(PROVIDED PASSAGE begins)
Despite an international agreement to reduce emissions from carbon-intensive sources, oil and coal companies continue to pour hundreds of billions of dollars a year into finding new fossil fuel deposits containing enough carbon to more than double global climate pollution emissions.
This is the conclusion of a new report finding that $674 billion was spent globally last year alone on the discovery of new fossil fuel deposits that will likely never be used.
The report, titled "Unburnable Carbon 2013: Wasted Capital and Stranded Assets" and authored by researchers at the Carbon Tracker Initiative, Grantham Foundation and the London School of Economics and Politics, explains the concept of "carbon bubble." The "carbon bubble" that is the result of global fossil fuel reserves that already far exceed the maximum amount we can afford to burn, while still avoiding the most disastrous effects of climate change.
Despite this growing carbon bubble, and the inevitable movement towards a greatly reduced reliance on carbon intensive fuels in the future, energy companies continue to pour billions of dollars into discovering new fossil fuel reserves.
If this all plays out as researchers predict, energy companies will end up with a potential $6 trillion in stranded assets that will never be exploited -- namely, oil and coal reserves that the world will not need.
It's kind of like buying five cars, when you only need one, so four of the cars just sit and rust in a field. But for oil companies these stranded assets aren't a few old rusty Fords, but instead vast tracks of land of significantly diminished value in a world that no longer requires their product to operate.
According to the report:
"The analysis shows that between 60-80 per cent of coal, oil and gas reserves of publicly listed companies could be classified "un-burnable" if the world is to achieve emissions reductions that mean an 80 per cent probability of not exceeding global warming of two degrees Celsius."
This conclusion is based on the most optimistic reduction targets resulting in only two degrees Celsius of warming, but even at three degrees of warming (a totally disastrous scenario), the report concludes that there would still be significant restraints on our use of fossil fuel reserves between now and 2050.
Yet companies in the oil, gas and coal sectors are seeking to develop further resources which could double the level of potential carbon dioxide emissions on the world's stock exchanges to 1,541 billion tonnes.
These companies are investing billions and billions without taking into account even these most conservative reduction projections.
As Professor Lord Nicholas Stern of Brentford, Chair of the Grantham Research Institute on Climate Change and the Environment, said:
"Smart investors can already see that most fossil fuel reserves are essentially unburnable because of the need to reduce emissions in line with the global agreement by governments to avoid global warming of more than two degrees Celsius. They can see that investing in companies that rely solely or heavily on constantly replenishing reserves of fossil fuels is becoming a very risky decision. But I hope this report will mean that regulators also take note, because much of the embedded risk from these potentially toxic carbon assets is not openly recognized through current reporting requirements."
(PROVIDED PASSAGE ends)
(DATA EXTRACT begins)
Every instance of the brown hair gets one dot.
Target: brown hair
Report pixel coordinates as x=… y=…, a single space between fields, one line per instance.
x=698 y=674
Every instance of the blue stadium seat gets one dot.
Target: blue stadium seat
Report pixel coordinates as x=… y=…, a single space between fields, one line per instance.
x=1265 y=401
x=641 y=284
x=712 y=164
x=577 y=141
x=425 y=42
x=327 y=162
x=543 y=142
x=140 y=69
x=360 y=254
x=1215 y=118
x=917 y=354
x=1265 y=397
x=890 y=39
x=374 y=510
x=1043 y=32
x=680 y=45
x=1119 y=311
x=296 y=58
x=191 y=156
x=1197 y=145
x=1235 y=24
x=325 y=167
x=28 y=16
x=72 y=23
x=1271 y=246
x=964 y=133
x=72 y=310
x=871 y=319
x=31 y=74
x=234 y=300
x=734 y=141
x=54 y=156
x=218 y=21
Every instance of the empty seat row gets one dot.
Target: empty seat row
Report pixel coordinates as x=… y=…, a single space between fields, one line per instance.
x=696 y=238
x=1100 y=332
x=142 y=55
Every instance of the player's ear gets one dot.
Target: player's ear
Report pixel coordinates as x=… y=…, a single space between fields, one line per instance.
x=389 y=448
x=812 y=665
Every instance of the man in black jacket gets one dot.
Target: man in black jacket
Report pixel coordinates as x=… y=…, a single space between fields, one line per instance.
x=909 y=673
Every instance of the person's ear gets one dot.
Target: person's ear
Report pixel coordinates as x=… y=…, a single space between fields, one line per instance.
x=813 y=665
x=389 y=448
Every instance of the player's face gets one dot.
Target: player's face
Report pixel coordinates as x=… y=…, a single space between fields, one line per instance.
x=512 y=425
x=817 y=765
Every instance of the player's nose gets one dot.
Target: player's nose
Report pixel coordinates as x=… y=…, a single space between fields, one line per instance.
(DATA EXTRACT ends)
(DATA EXTRACT begins)
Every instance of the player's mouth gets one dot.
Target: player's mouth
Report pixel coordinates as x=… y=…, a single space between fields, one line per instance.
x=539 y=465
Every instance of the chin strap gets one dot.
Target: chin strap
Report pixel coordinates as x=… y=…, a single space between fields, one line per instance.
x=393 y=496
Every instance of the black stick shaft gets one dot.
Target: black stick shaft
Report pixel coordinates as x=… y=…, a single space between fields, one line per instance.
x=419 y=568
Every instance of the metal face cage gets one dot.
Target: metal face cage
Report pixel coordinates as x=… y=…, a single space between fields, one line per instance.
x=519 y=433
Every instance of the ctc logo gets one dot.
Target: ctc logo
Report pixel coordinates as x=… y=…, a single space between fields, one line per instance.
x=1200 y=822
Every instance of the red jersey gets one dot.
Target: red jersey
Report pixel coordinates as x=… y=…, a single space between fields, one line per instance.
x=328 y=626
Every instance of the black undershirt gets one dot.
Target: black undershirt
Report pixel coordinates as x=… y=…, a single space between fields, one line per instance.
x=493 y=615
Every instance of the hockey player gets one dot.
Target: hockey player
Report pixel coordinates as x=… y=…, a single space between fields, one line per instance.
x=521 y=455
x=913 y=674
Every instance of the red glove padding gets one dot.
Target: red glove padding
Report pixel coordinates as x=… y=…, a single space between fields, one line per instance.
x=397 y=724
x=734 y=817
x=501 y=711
(DATA EXTRACT ends)
According to the text on the "carbon bubble," how much was spent globally last year on discovering new fossil fuel deposits?

$674 billion